SET PROBLEM
Rewrite all of the data below, replacing every "keypoint" with "marker" and keeping everything else the same.
--- START ---
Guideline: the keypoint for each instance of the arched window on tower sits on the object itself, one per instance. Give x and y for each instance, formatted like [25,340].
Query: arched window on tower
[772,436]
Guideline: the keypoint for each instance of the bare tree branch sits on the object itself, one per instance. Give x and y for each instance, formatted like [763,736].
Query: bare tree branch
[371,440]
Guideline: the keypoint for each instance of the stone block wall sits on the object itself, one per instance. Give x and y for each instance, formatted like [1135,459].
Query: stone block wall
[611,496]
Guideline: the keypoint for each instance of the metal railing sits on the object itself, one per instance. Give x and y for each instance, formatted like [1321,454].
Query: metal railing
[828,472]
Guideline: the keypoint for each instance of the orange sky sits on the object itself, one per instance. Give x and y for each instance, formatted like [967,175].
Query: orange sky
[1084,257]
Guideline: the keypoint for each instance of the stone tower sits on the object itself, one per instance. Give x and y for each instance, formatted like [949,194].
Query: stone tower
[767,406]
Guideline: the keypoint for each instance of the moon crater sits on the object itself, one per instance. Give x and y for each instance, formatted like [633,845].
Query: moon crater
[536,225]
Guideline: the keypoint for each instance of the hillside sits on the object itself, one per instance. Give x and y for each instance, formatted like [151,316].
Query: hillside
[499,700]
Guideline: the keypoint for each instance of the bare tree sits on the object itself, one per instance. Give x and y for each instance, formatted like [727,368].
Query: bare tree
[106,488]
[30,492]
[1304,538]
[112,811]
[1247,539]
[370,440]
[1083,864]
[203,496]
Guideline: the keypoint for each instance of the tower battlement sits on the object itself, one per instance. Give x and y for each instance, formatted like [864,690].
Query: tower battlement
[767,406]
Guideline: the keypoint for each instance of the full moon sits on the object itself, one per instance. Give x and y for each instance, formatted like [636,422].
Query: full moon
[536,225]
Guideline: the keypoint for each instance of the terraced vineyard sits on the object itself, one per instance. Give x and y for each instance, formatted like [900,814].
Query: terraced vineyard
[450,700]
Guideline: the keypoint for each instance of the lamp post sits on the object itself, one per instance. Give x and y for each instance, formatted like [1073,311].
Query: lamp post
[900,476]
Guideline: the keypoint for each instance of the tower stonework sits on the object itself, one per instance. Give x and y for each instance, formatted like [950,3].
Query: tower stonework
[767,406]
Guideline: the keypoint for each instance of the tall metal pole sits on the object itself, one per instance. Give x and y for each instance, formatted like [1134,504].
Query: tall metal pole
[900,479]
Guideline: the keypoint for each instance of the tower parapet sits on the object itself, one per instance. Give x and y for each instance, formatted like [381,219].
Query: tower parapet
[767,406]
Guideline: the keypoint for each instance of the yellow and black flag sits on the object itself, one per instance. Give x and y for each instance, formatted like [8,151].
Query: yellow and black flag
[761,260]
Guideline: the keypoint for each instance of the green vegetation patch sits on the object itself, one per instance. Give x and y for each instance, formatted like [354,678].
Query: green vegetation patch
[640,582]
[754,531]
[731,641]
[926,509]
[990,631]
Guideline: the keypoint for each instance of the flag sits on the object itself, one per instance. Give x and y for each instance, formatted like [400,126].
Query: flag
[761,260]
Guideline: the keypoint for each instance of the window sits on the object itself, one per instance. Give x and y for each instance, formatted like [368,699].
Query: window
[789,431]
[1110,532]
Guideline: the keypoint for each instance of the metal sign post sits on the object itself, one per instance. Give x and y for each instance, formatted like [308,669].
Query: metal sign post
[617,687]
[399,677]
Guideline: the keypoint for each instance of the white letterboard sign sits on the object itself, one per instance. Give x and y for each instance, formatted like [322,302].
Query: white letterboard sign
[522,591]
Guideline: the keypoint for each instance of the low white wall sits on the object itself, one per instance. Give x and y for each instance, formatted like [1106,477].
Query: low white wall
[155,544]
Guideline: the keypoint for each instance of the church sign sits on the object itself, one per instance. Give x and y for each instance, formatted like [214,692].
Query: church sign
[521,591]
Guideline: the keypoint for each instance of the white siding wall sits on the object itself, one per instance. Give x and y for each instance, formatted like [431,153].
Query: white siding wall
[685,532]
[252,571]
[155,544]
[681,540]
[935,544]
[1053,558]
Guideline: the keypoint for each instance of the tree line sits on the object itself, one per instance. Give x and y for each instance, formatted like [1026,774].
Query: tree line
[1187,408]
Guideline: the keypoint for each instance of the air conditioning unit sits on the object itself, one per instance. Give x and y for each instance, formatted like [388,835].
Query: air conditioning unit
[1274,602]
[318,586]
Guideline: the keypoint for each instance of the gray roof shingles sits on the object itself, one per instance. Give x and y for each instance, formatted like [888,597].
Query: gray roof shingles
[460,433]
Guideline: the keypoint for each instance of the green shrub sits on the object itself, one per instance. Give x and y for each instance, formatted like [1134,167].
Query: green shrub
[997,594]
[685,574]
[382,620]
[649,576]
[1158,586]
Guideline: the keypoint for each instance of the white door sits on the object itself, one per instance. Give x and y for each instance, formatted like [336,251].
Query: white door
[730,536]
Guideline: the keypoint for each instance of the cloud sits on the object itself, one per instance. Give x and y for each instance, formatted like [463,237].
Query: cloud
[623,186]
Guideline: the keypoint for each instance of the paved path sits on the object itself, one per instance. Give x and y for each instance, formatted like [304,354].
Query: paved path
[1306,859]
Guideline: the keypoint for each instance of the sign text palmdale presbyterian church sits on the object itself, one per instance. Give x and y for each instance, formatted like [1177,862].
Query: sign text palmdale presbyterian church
--- END ---
TASK RESPONSE
Guideline: the marker for each instance of the arched window on tower sits on the object itself, one per instance. Give x and y for each instance, formatted like [25,340].
Query: arched window on tower
[772,436]
Guideline: the marker for each instance of the bare tree branch sits on the object itself, one per instance. Give x and y for each instance, formatted like [763,736].
Query: bare tree branch
[371,440]
Guideline: the marker for each instance of the stone block wall sits on the object itself, one per instance. Give x and y for each instance, formatted like [1135,459].
Query: stone block wall
[611,496]
Guideline: the marker for each instance of the metal railing sits on the object itself, one per instance. Give x and y for each instance, formatted like [1321,454].
Query: metal railing
[828,472]
Guideline: the marker for each instance of the orange sky sits on the object itself, one per instance. Give x and y for each instance, formatted like [967,175].
Query: orange sky
[1084,257]
Guideline: the marker for each instance of the stone tower sits on the object itself, one per instance. Give x and y for each instance, formatted like [949,194].
Query: stone tower
[767,406]
Guideline: the marker for each instance of the moon crater sits on the object itself, one per instance. Give x and y for each instance, formatted like [633,845].
Query: moon crater
[536,225]
Guideline: the marker for each instance of the hillside sits on the object itself, one per instance. Give x and y for each instance, formatted like [151,316].
Query: hillside
[499,700]
Guideline: the marker for each instance of the bare tree sits on the object itself, one per instance. Give x and y for each instance, formatted like [727,368].
Query: bare tree
[106,488]
[30,492]
[1304,538]
[112,811]
[1247,539]
[370,440]
[1083,864]
[203,496]
Guideline: the marker for each instance of the tower battlement sits on the object itself, one per instance. Give x and y for each instance, formatted like [864,690].
Query: tower battlement
[767,406]
Guideline: the marker for each instance of the full moon sits on the object itself, one per instance. Give x and y for each instance, formatted like [636,422].
Query: full moon
[536,225]
Guideline: the marker for each instance of the terraced vineyard sits on the object itself, one per instance. Give x and y for each instance, formatted like [900,814].
Query: terraced vineyard
[450,700]
Guideline: the marker for each instance of the lamp post sits on the object itself, one per instance. Give x and y for each instance, formatted like [1073,311].
Query: lamp post
[900,476]
Guideline: the marker for each instance of the tower stonework sits on the object itself, one per instance. Give x and y for each instance, formatted like [950,3].
Query: tower stonework
[767,406]
Guideline: the marker for each instance of the tall metal pole sits on the object itself, one per instance. Give x and y for each instance, formatted like [1134,504].
Query: tall metal pole
[900,479]
Guideline: the marker for each instance of the tower parapet sits on the object itself, one per instance. Give x and y for each instance, formatted like [381,219].
Query: tower parapet
[767,406]
Guideline: the marker for each instance of the yellow and black flag sits on the object itself, one per instance. Give x and y for each instance, formatted like [8,151].
Query: yellow and black flag
[761,260]
Guideline: the marker for each instance of the green vegetation patch sits on the object itself, one per instance. Give x and y for each instance, formatted like [354,678].
Query: green vegetation patch
[640,582]
[754,531]
[731,641]
[926,509]
[990,631]
Guideline: the marker for each instance of the flag sits on the object itself, one per instance. Give x and y for each instance, formatted like [400,126].
Query: flag
[761,260]
Guideline: the marker for each instance of the window sits on the object itself, one per instance. Give x and y for each instance, formatted like [368,699].
Query: window
[789,431]
[1110,532]
Guideline: the marker for each instance of the metal sign post sits on the object itself, one per instance. Give x and y for each instance, formatted like [308,669].
Query: metal sign post
[617,687]
[399,677]
Guideline: the marker for each instance of the white letterboard sign sits on the object itself, one per instance. Give x and y for each instance, formatted like [322,302].
Query: white letterboard sign
[522,591]
Guideline: the marker for each instance of the low white wall sits on the object itself, one per instance. Give x and y for each instance, formatted like [1106,477].
Query: low white wall
[155,544]
Guideline: the marker for each instance of the church sign sits on the object itself, one per instance. Give x and y for each instance, formatted like [214,692].
Query: church sign
[521,591]
Guideline: the marker for each instance of the white siding wall sits on the object itself, one per instance. Give x and y for each instance, formatted like [431,153].
Query: white siding wall
[685,532]
[252,571]
[155,544]
[681,540]
[935,544]
[1053,558]
Guideline: the marker for each instance of the tree line sits on the object itself, one per instance. Give x and y for each instance, formatted like [1026,774].
Query: tree line
[1187,408]
Guideline: the marker for each instance of the air conditioning unit sits on the object itself, one per instance. Give x and y for each instance, formatted like [388,835].
Query: air conditioning unit
[1274,602]
[318,586]
Guideline: the marker for each instance of the gray roof shingles sits on the object itself, one per instance. Give x and y for each instance, formatted like [888,597].
Query: gray roof shingles
[460,433]
Guideline: the marker for each instance of the green shrub sits on the object itself, one per instance. Give x and y for each instance, formatted like [1134,167].
Query: green shrub
[997,594]
[685,574]
[382,620]
[649,576]
[1158,586]
Guideline: the marker for each instance of the white door sits on the object itself, one per instance. Give x and y for each instance, formatted like [336,251].
Query: white door
[730,536]
Guideline: the marker for each instance of the cloud sits on the object itself, one per instance. Give x and y for each instance, formatted like [463,237].
Query: cloud
[623,186]
Guideline: the marker for each instance of the paved path sits on the object itself, one per instance. Give x and y for each instance, formatted like [304,354].
Query: paved path
[1306,859]
Guideline: the marker for each instance of the sign text palmdale presbyterian church sits on the object itself, one per instance. Give x and y for each instance, formatted like [1177,862].
Query: sign text palmdale presbyterian church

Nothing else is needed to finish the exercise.